§ **Material for this task**:
>> start

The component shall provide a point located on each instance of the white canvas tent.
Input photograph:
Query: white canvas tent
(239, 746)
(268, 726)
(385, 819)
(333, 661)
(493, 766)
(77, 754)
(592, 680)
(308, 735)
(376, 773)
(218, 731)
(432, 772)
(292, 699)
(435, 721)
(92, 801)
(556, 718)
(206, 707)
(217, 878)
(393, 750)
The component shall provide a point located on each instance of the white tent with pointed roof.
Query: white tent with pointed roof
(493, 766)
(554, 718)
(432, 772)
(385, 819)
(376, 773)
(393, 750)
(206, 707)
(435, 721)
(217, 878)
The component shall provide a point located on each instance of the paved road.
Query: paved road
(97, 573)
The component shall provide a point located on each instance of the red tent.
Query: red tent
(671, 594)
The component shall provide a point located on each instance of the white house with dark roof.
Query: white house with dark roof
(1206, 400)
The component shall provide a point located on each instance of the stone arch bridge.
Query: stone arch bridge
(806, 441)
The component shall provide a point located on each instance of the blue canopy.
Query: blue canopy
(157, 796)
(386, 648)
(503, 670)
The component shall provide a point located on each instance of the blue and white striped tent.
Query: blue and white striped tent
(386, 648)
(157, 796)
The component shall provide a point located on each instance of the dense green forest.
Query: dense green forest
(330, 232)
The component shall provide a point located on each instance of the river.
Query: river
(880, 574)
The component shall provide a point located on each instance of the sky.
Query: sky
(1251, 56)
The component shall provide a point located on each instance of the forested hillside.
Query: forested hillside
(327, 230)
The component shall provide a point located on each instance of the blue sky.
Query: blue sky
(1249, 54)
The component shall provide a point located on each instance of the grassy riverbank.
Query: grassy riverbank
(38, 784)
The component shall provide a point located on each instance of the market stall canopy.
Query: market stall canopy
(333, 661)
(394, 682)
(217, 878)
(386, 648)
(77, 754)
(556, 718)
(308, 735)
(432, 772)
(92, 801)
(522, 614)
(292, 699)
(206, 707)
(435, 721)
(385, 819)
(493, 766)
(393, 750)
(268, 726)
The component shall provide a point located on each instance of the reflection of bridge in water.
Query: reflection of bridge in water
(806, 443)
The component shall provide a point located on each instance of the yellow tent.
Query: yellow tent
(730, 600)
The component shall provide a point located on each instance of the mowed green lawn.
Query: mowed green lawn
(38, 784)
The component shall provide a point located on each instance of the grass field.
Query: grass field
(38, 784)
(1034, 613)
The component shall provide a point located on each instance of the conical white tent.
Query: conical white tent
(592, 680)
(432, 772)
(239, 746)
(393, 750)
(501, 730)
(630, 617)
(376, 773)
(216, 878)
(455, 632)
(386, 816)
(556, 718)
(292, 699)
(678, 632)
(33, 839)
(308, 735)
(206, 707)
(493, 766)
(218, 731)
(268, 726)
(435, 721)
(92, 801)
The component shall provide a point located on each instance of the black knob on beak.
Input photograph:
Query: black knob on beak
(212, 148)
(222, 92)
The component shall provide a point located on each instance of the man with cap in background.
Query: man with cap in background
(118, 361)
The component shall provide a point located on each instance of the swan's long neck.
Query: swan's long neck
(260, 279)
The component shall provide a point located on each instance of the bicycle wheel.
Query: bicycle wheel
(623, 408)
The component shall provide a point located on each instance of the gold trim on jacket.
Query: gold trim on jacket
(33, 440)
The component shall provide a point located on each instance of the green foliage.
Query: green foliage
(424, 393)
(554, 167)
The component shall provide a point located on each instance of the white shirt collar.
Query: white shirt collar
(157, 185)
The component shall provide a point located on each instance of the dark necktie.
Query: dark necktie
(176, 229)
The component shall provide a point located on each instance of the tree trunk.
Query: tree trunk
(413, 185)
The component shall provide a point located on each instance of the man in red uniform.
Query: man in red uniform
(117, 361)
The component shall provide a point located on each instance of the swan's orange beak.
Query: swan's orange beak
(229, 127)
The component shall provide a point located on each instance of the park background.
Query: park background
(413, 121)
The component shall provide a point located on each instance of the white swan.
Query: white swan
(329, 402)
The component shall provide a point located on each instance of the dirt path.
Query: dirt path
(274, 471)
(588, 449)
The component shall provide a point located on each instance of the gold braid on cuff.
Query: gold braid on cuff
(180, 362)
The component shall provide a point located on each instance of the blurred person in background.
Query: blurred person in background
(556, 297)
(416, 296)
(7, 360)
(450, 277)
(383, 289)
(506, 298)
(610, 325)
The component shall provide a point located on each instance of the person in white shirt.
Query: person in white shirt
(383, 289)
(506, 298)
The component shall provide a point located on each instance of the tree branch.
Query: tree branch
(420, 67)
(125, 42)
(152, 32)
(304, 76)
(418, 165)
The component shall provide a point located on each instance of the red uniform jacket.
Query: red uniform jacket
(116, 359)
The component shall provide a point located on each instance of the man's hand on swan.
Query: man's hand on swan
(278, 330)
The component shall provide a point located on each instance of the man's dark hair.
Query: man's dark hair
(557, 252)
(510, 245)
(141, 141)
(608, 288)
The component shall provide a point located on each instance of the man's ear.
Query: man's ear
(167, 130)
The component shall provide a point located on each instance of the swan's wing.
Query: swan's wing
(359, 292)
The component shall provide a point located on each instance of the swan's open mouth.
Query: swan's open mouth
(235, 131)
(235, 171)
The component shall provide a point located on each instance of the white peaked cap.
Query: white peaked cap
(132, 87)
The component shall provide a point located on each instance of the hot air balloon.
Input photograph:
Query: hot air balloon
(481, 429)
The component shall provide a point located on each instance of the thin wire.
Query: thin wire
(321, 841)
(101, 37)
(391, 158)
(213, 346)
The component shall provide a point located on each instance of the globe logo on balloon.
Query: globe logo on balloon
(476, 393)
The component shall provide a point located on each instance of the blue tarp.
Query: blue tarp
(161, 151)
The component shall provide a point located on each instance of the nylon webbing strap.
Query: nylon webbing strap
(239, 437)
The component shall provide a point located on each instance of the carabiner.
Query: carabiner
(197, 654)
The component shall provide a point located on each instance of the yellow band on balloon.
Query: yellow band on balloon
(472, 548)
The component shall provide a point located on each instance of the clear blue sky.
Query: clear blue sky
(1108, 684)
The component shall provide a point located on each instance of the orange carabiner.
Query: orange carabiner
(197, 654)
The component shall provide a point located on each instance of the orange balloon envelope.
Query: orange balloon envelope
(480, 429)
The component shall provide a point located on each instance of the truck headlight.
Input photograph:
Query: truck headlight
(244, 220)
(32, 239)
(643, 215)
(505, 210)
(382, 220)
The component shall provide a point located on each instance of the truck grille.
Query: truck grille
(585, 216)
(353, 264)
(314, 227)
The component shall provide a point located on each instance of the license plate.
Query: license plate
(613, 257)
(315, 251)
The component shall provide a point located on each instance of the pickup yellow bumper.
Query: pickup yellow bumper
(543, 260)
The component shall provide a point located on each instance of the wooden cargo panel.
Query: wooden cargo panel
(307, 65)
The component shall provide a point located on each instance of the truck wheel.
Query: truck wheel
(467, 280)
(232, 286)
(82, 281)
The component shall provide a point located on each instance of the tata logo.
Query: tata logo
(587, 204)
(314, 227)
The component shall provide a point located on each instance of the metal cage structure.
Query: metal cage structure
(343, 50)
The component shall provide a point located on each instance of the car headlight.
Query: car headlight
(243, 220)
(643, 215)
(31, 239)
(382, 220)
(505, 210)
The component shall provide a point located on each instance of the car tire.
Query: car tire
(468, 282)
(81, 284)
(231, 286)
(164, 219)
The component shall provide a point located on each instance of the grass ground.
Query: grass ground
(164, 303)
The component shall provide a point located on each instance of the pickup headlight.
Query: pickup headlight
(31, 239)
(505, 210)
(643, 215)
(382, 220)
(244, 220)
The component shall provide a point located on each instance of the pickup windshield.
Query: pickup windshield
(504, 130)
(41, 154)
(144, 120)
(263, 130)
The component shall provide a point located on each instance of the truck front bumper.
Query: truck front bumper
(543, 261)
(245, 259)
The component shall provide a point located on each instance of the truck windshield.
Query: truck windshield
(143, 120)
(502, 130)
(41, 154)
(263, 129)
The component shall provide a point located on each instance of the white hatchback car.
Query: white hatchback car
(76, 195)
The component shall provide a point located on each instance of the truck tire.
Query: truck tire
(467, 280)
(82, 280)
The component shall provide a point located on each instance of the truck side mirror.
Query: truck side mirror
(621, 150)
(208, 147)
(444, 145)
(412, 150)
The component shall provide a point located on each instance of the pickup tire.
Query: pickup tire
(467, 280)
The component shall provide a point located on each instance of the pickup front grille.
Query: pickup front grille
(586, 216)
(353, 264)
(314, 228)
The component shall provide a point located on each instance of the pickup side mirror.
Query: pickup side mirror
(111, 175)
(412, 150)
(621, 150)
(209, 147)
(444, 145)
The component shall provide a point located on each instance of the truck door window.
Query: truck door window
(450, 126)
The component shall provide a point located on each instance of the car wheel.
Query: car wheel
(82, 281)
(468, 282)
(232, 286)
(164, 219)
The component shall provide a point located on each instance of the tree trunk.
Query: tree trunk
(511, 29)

>> end

§ **Required task**:
Copy out the lines between the one holding "mowed green lawn." and the one holding "(1034, 613)", inclusive, reproducing each one unchanged.

§ **Answer to this problem**:
The component shall provide a point located on each instance of the mowed green lawn.
Query: mowed green lawn
(38, 784)
The component shall provide a point located on each instance of the grass field.
Query: grass field
(38, 784)
(1034, 613)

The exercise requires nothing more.